Directive: Rewrite every line of the records below, requests included, but leave out the pictures. Multiply each bounding-box coordinate in the answers by 1.85 and round to the nearest whole number, with halves rounding up.

Listed records:

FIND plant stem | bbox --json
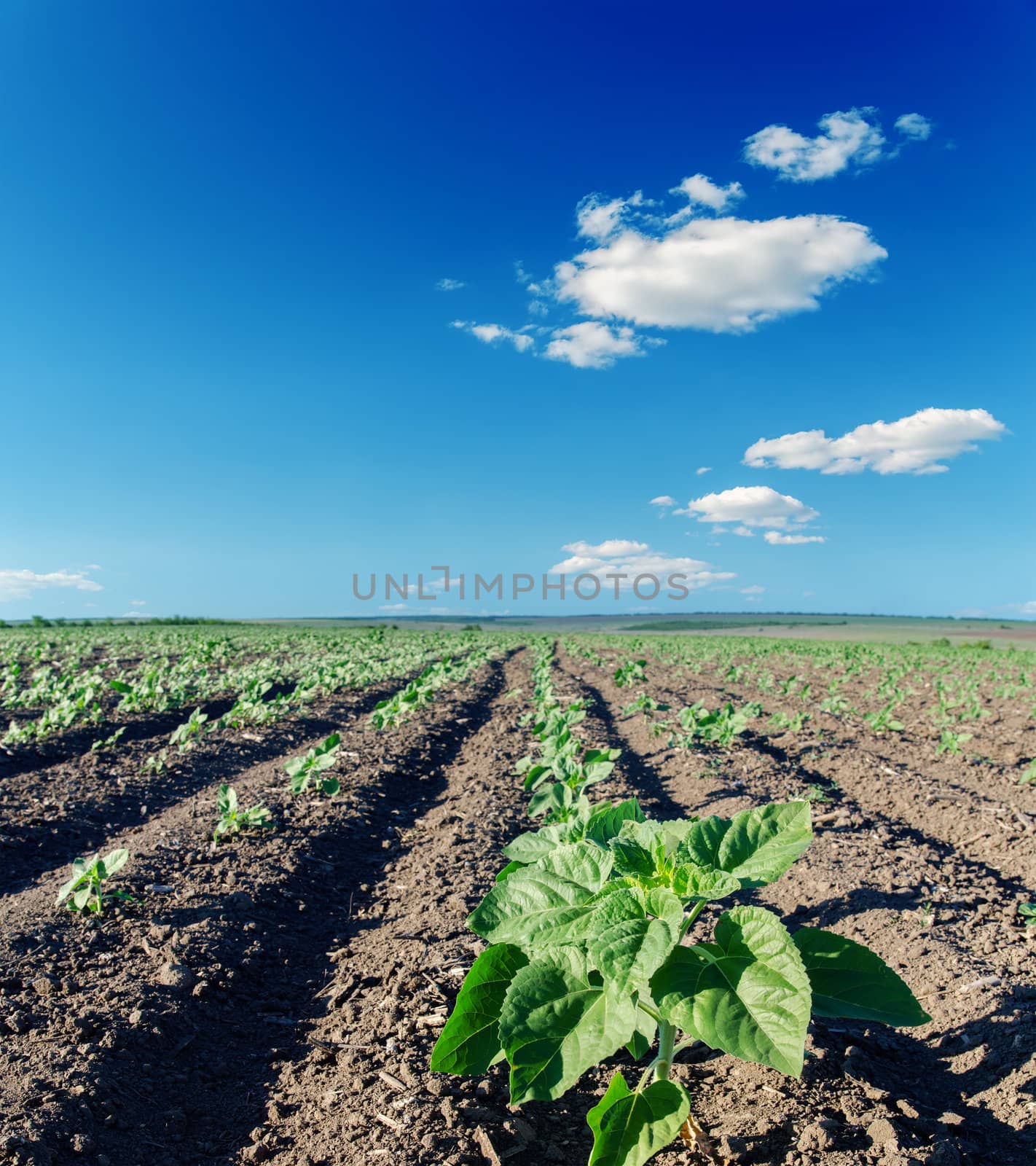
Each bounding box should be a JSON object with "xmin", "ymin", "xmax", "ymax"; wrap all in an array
[
  {"xmin": 680, "ymin": 899, "xmax": 706, "ymax": 939},
  {"xmin": 655, "ymin": 1020, "xmax": 676, "ymax": 1081}
]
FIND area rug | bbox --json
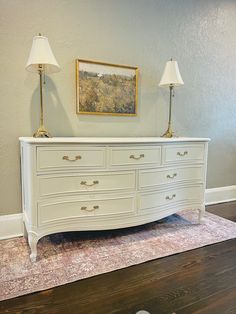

Expected output:
FIND plant stem | bbox --json
Each bounding box should be a JSON object with "xmin", "ymin", "xmax", "ymax"; wrap all in an array
[
  {"xmin": 1258, "ymin": 1663, "xmax": 1306, "ymax": 1737},
  {"xmin": 1212, "ymin": 1887, "xmax": 1251, "ymax": 2000}
]
FIND area rug | bbox --json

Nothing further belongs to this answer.